*Ketentuan Tugas:*
**A.** Salin kata demi kata bagian dari teks tentang Densus 88, dimulai dengan "Salah satu contoh" dan berlanjut hingga "jelas kesalahan mereka?".
**B.** Menurut teks tentang Densus 88, di mana polisi menyatakan Ibrohim tewas dalam penyergapan?

Apakah SBY mengetahui dan mengendalikan seluruh ketegangan yang terjadi di tengah masyarakat, ataukah kepolisian, khususnya Densus 88 bergerak sendiri dengan agenda yang misterius? Sejak berdiri lima tahun lalu banyak penyimpangan yang dilakukan Densus 88 dalam operasi pengintaian, penangkapan dan penyergapan kepada tersangka teroris; namun tak satupun lembaga pengawas (DPR atau Komisi Kepolisian) yang merasa perlu meminta laporan akuntabilitas Densus.
Salah satu contoh kinerja Densus yang harus disorot, misalnya, penetapan status buron kepada tersangka teroris. Saat ini ada empat buronan baru, disamping Noordin Top, Dulmatin dan Umar Patek yang belum ketahuan rimbanya. Lalu, bagaimana dengan nasib Baridin (yang diprofilkan sebagai mertua Noordin) dan Tatang Lusianto (anak Muhjahri) yang belum jelas kesalahan mereka?
Densus sangat potensial melanggar hak asasi tersangka, karena tuduhan yang berkembang di masyarakat dan diekspos besar-besaran oleh media massa belum tentu sesuai dengan perbuatan mereka sebenarnya. Densus lebih suka dengan trial by the press ketimbang pengadilan yang jujur dan obyektif. Padahal, seorang pakar terorisme dari Israel sekalipun, Boaz Ganor (2005), menekankan proses peradilan yang imparsial dan akuntabel akan mencegah aksi teror di masa datang. Sebaliknya, perlakuan tak adil dan sikap over-acting aparat akan menumbuhkan semangat balas dendam dari kelompok teroris.
Ambil contoh lain, Ibrohim, pada mulanya diduga sebagai pelaku bom Marriott-Ritz Carlton. Tapi, saat kejadian (17/7) Ibrohim dinyatakan “menghilang” entah ke mana, meskipun ada kabar sebenarnya sudah tertangkap (Majalah Tempo, 16 Agustus 2009). Tiba-tiba polisi menyatakan Ibrohim tewas dalam penyergapan di Temanggung, “menggantikan” jasad Noordin Top yang ramai diperbincangkan media. Bagaimana mungkin Ibrohim “bebas berkeliaran” dari Jakarta menuju Temanggung tanpa ketahuan polisi, dan mengapa harus ditembak mati, jika perannya memang dominan?

*Isi Data:*

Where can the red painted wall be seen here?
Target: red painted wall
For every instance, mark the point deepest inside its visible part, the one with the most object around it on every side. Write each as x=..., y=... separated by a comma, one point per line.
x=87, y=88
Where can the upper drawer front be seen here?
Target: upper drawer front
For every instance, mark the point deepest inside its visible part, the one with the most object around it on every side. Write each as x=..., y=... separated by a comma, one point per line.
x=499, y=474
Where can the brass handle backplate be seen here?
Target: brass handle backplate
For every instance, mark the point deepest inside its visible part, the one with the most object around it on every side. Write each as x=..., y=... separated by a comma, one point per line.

*Penyelesaian Soal:*
**A.**
Salah satu contoh kinerja Densus yang harus disorot, misalnya, penetapan status buron kepada tersangka teroris. Saat ini ada empat buronan baru, disamping Noordin Top, Dulmatin dan Umar Patek yang belum ketahuan rimbanya. Lalu, bagaimana dengan nasib Baridin (yang diprofilkan sebagai mertua Noordin) dan Tatang Lusianto (anak Muhjahri) yang belum jelas kesalahan mereka?

**B.** Di Temanggung.